Assignment »
Nothing left out, nothing added: return the full set of records.

(Referring expression pointing data)
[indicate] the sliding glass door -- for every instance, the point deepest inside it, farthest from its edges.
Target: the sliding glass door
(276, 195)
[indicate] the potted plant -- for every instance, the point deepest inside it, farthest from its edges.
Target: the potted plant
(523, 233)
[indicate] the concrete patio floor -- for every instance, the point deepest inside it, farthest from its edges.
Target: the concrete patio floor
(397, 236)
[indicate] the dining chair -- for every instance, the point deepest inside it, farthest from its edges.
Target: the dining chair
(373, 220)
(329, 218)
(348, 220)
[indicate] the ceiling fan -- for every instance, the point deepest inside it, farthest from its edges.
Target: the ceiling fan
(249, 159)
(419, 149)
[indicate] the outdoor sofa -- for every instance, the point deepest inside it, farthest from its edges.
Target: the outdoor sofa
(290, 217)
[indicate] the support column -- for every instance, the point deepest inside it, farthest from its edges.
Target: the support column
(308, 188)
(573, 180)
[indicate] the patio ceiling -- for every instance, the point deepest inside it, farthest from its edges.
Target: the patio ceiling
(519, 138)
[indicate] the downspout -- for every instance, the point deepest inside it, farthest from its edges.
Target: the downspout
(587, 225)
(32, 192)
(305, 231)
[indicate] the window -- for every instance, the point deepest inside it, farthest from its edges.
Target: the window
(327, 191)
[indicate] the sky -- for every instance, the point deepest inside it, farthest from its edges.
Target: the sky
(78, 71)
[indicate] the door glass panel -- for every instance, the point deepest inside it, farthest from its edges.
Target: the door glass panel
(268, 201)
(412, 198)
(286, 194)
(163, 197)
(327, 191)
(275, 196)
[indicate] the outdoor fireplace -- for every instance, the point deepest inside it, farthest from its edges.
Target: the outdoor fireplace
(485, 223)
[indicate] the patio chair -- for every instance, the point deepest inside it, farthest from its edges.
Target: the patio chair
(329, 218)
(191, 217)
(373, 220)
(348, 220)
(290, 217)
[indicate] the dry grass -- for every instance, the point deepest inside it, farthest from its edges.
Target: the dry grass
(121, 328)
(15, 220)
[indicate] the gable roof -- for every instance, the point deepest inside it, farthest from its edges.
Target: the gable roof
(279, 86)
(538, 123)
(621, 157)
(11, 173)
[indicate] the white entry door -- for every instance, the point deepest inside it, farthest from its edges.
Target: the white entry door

Written response »
[indicate] the sliding glass door -- for every instance, the point deepest inside it, farthest from its edges.
Target: the sliding glass door
(276, 195)
[indicate] the potted plant -- for every instance, the point deepest inside it, farthest from its edges.
Target: the potted plant
(523, 233)
[indicate] the concrete patio floor -- for every instance, the point deepest inside it, farthest from its edges.
Target: the concrete patio floor
(397, 236)
[indicate] the dining chair -- for every instance, the point deepest inside it, farthest from its edges.
Target: the dining chair
(373, 220)
(329, 218)
(348, 220)
[indicate] the ceiling fan -- for every instance, the point deepest inside it, farthest from its edges.
Target: the ceiling fan
(249, 159)
(419, 149)
[indicate] the outdoor sofa -- for every instance, the point deepest inside it, farthest from its edges.
Target: the outdoor sofa
(290, 217)
[indicate] the support column -- for every instance, the point deepest inside it, farthest from its edges.
Target: the support column
(308, 188)
(573, 180)
[indicate] the patio ceiling -- for every instance, the point deepest inside it, farthest from its edges.
Target: the patio ceiling
(519, 138)
[indicate] the downspout -- for every instance, the point deepest inside it, farthest from its edges.
Target: the downspout
(587, 225)
(32, 192)
(305, 231)
[indicate] the window -- for every instance, the point deepest inside it, farthest from its edges.
Target: the window
(327, 191)
[indicate] the sky -- for every instance, the point deepest inside it, farthest from its edges.
Target: the sky
(78, 71)
[indicate] the door glass panel -- for every instance, the point deepest inside it, farthest from its edges.
Target: the door glass panel
(268, 201)
(412, 198)
(286, 194)
(163, 197)
(327, 191)
(275, 196)
[indicate] the outdoor fireplace -- for every instance, the point deepest inside it, farthest from its edges.
Target: the outdoor fireplace
(485, 223)
[indicate] the patio chair -- for every instance, the point deepest inside it, farthest from its edges.
Target: the patio chair
(329, 218)
(191, 217)
(373, 220)
(348, 220)
(290, 217)
[indicate] the dry grass -- for every instance, the point deepest inside it, farthest from its edges.
Target: the dry grass
(121, 328)
(15, 220)
[indicate] the gable roof -- for every instance, the point deepest inside it, farthest from its edges.
Target: the gable roof
(279, 86)
(538, 123)
(621, 157)
(11, 173)
[indicate] the white entry door -- for every instance, the point deepest inside it, farthest from its edges.
Target: the white entry door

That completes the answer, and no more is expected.